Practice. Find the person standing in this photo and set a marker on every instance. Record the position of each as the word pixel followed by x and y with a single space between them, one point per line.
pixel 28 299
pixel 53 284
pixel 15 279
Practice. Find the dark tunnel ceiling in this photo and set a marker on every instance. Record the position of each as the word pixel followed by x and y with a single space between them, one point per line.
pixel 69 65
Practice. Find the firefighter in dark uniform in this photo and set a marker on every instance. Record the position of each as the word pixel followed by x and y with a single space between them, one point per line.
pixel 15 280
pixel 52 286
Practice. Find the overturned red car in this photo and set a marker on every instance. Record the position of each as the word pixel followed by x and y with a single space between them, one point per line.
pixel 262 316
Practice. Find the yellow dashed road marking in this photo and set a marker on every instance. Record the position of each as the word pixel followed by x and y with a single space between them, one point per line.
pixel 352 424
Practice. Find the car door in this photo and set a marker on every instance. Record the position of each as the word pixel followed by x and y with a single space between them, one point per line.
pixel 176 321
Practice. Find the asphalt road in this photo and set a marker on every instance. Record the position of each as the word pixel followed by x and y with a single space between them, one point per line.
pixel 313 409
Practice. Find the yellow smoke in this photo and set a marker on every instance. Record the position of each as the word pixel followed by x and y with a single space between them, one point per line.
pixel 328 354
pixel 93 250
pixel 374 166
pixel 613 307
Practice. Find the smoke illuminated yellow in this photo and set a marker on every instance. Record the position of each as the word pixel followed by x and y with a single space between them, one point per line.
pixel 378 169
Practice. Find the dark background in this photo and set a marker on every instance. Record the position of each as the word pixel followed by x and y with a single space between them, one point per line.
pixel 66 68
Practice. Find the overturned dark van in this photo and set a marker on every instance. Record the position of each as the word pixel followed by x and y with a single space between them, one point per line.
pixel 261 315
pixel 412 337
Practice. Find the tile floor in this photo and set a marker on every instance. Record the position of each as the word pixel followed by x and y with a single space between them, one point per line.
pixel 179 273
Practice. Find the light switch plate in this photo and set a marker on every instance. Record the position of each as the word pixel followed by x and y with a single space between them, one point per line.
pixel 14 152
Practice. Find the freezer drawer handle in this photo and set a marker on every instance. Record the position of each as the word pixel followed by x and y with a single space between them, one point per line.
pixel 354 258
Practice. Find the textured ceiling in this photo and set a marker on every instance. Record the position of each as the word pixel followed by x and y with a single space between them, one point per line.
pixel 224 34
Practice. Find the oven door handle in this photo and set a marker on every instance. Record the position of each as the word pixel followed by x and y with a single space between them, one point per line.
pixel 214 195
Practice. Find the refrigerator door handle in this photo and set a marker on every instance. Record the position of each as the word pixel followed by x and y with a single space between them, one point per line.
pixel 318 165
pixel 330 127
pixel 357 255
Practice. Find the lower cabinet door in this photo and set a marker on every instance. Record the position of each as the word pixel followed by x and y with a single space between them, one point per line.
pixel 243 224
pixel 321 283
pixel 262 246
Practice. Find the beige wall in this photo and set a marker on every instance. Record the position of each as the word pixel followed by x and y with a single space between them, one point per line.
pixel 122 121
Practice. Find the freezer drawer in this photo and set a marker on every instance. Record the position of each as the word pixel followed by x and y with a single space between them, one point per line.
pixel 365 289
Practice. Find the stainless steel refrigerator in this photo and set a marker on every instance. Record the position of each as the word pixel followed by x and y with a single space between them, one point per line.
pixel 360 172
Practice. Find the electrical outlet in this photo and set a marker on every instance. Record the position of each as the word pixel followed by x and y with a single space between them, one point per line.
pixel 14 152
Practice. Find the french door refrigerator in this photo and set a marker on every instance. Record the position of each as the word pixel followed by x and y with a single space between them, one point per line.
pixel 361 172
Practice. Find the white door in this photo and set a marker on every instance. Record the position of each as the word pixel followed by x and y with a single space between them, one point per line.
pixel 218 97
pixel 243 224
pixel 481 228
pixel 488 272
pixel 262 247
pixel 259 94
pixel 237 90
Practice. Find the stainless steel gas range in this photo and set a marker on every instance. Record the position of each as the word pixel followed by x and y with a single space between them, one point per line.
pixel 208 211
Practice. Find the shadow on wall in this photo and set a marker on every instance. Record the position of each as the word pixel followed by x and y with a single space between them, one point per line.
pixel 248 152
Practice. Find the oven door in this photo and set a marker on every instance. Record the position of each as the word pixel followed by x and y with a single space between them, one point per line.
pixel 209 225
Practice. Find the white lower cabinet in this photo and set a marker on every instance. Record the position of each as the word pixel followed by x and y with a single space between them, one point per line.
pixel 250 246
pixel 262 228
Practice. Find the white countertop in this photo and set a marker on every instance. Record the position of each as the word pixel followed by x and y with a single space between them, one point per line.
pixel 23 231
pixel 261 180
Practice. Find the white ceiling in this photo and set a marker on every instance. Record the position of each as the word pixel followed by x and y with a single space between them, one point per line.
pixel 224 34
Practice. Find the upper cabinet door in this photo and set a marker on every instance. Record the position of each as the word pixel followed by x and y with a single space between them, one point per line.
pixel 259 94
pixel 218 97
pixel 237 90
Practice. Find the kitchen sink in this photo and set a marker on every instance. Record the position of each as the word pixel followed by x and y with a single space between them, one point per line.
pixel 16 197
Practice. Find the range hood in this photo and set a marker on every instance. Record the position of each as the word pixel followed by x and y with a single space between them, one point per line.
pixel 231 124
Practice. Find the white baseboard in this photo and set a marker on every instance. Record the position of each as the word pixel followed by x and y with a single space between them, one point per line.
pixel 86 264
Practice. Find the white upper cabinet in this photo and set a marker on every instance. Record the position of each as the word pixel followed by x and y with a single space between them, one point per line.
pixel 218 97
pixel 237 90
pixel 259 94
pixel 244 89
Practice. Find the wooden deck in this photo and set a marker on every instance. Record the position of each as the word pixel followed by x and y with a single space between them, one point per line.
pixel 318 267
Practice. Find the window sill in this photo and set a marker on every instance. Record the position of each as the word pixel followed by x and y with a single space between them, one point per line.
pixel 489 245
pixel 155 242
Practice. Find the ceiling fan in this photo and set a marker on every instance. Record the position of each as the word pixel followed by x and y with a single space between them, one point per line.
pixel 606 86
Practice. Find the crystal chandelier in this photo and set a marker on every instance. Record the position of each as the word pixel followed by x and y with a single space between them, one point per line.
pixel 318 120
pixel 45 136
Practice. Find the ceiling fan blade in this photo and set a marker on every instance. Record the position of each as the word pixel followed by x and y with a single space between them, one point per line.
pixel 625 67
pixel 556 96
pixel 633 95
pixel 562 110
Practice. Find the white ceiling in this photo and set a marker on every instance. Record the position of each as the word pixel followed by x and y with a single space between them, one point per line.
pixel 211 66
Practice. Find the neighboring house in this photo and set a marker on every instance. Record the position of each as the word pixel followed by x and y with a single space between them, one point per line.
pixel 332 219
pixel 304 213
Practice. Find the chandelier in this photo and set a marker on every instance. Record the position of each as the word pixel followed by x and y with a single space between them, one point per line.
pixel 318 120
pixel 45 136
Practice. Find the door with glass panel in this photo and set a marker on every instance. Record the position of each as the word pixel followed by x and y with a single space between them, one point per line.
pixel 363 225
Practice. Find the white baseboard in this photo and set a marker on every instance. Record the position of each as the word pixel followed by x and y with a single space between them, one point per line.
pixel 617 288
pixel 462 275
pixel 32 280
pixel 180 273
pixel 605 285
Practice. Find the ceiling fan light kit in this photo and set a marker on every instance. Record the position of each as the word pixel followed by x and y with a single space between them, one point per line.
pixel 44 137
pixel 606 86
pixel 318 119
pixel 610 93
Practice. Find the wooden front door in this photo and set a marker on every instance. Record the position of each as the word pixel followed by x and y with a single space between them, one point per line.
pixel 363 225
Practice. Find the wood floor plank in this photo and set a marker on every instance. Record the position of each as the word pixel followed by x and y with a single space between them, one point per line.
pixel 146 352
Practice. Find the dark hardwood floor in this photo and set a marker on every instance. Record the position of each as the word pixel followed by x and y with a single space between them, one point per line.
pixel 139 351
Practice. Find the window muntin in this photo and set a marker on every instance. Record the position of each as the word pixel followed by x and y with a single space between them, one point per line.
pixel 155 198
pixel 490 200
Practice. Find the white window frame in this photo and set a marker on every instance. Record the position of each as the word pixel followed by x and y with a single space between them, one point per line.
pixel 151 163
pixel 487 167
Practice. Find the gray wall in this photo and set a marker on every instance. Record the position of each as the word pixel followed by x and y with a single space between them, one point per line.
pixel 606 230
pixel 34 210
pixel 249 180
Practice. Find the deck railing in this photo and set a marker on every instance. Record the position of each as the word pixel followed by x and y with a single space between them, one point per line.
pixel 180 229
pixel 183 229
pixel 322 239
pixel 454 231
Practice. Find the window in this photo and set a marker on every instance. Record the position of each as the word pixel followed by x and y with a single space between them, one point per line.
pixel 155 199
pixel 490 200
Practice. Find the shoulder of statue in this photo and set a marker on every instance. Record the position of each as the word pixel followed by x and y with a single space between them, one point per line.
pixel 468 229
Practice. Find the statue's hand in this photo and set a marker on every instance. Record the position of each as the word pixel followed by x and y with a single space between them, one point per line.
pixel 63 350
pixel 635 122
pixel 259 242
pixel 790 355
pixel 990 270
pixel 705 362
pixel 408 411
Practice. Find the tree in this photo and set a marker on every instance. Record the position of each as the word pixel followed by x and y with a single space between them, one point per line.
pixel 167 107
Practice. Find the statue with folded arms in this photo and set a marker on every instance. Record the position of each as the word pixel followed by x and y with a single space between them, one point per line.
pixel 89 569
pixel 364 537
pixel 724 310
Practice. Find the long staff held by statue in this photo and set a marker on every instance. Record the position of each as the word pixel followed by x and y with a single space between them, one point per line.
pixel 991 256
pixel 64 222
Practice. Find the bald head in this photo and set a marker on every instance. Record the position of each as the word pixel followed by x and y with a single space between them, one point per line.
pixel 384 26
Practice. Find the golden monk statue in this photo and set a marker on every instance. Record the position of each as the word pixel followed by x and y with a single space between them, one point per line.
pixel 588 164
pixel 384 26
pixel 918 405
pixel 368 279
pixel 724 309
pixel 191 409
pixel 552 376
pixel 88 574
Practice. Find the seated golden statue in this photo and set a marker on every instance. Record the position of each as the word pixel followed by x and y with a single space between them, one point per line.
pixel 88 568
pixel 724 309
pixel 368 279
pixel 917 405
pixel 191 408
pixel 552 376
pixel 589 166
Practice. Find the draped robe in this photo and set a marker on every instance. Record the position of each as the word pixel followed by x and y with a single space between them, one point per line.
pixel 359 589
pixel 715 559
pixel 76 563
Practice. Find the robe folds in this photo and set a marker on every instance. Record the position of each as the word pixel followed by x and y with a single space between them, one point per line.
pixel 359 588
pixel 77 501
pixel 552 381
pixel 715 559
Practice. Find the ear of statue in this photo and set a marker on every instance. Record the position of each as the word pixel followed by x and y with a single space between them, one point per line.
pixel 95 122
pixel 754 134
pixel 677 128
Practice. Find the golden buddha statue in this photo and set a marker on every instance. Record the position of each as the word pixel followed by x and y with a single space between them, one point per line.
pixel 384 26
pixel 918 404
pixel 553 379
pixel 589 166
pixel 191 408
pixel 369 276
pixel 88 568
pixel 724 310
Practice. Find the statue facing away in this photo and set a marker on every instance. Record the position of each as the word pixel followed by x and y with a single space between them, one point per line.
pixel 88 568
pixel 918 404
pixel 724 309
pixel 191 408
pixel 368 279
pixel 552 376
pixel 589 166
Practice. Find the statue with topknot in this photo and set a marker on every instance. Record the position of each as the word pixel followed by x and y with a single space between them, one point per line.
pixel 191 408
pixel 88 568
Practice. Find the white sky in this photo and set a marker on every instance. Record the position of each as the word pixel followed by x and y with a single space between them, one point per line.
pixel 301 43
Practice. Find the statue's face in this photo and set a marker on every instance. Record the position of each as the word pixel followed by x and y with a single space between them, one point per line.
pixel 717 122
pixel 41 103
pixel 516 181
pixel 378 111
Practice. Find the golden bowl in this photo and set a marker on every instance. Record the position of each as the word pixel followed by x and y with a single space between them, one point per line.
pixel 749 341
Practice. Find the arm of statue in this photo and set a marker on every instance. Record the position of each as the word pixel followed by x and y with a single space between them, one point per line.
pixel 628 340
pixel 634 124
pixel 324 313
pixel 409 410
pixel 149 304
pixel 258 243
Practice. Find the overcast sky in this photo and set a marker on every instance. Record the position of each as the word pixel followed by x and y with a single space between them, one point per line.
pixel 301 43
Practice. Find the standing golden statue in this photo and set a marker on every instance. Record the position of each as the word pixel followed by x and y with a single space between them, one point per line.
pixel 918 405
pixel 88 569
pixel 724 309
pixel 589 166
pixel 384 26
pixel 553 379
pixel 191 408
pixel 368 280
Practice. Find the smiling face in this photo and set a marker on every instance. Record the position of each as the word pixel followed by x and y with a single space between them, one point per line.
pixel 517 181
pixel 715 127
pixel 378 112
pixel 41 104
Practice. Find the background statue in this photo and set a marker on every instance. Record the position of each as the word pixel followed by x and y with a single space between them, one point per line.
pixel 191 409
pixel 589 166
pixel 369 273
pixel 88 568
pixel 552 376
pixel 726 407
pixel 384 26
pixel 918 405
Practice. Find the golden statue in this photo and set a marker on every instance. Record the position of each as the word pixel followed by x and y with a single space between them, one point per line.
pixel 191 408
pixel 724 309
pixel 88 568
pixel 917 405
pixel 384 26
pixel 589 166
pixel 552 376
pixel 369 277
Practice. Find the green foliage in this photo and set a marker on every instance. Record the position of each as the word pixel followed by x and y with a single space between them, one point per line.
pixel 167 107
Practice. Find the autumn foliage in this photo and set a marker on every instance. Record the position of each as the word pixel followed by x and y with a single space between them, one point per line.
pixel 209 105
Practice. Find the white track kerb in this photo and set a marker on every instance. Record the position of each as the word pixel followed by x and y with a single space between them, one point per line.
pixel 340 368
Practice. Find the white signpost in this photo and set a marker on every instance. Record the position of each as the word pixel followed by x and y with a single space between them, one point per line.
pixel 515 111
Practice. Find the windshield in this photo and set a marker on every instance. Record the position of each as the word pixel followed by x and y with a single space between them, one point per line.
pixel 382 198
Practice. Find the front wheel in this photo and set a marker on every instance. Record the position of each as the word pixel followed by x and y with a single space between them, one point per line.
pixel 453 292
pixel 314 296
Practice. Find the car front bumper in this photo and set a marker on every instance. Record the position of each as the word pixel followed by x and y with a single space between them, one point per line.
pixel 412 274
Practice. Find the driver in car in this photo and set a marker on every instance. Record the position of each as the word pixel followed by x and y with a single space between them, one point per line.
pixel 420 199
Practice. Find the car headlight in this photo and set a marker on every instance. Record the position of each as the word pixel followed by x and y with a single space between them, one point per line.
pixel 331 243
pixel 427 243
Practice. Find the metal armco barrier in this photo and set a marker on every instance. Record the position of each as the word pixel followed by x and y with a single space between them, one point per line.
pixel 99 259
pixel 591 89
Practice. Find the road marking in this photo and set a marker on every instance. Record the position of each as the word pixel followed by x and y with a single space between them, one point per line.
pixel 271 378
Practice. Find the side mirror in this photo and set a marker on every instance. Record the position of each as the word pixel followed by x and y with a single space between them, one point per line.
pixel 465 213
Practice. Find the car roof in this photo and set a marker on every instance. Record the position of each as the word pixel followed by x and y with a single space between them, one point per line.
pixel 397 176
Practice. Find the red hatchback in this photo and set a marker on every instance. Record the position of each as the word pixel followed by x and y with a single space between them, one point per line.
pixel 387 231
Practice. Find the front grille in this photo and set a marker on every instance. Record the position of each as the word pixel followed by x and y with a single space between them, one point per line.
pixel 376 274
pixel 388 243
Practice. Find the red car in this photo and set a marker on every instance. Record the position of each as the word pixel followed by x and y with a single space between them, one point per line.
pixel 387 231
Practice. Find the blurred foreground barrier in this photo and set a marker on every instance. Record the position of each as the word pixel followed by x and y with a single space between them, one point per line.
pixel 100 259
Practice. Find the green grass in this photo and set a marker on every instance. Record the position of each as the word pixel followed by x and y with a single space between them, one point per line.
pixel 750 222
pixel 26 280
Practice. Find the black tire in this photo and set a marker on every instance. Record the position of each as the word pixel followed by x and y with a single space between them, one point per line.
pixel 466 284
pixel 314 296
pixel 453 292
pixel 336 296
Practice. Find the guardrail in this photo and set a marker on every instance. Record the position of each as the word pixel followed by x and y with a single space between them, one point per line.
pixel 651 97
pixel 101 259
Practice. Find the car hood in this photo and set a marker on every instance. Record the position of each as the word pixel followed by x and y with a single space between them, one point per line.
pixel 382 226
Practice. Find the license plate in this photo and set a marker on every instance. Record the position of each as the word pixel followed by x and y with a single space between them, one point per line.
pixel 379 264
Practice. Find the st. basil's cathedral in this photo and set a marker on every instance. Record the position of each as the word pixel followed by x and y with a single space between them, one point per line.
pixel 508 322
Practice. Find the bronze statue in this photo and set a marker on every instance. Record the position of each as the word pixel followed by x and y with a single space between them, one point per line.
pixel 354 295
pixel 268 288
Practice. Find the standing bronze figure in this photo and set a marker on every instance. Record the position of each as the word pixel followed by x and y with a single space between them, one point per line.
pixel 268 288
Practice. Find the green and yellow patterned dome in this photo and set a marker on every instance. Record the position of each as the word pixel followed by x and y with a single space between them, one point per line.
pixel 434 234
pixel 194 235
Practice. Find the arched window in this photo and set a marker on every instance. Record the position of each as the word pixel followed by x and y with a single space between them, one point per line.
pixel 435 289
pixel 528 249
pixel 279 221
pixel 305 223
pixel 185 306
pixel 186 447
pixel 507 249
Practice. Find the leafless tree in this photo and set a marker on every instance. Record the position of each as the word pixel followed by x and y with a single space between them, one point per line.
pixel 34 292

• **TASK PROMPT**:
Rework everything from the start of the records down to the line containing "pixel 15 279", both ends included. Swap "marker" for "pin" and leave everything else as it stands.

• **CORRECT OUTPUT**:
Practice. Find the person standing in this photo and set a pin on every instance. Record the position of each as the word pixel followed by x and y with a single space between them, one point per line.
pixel 28 299
pixel 53 284
pixel 15 279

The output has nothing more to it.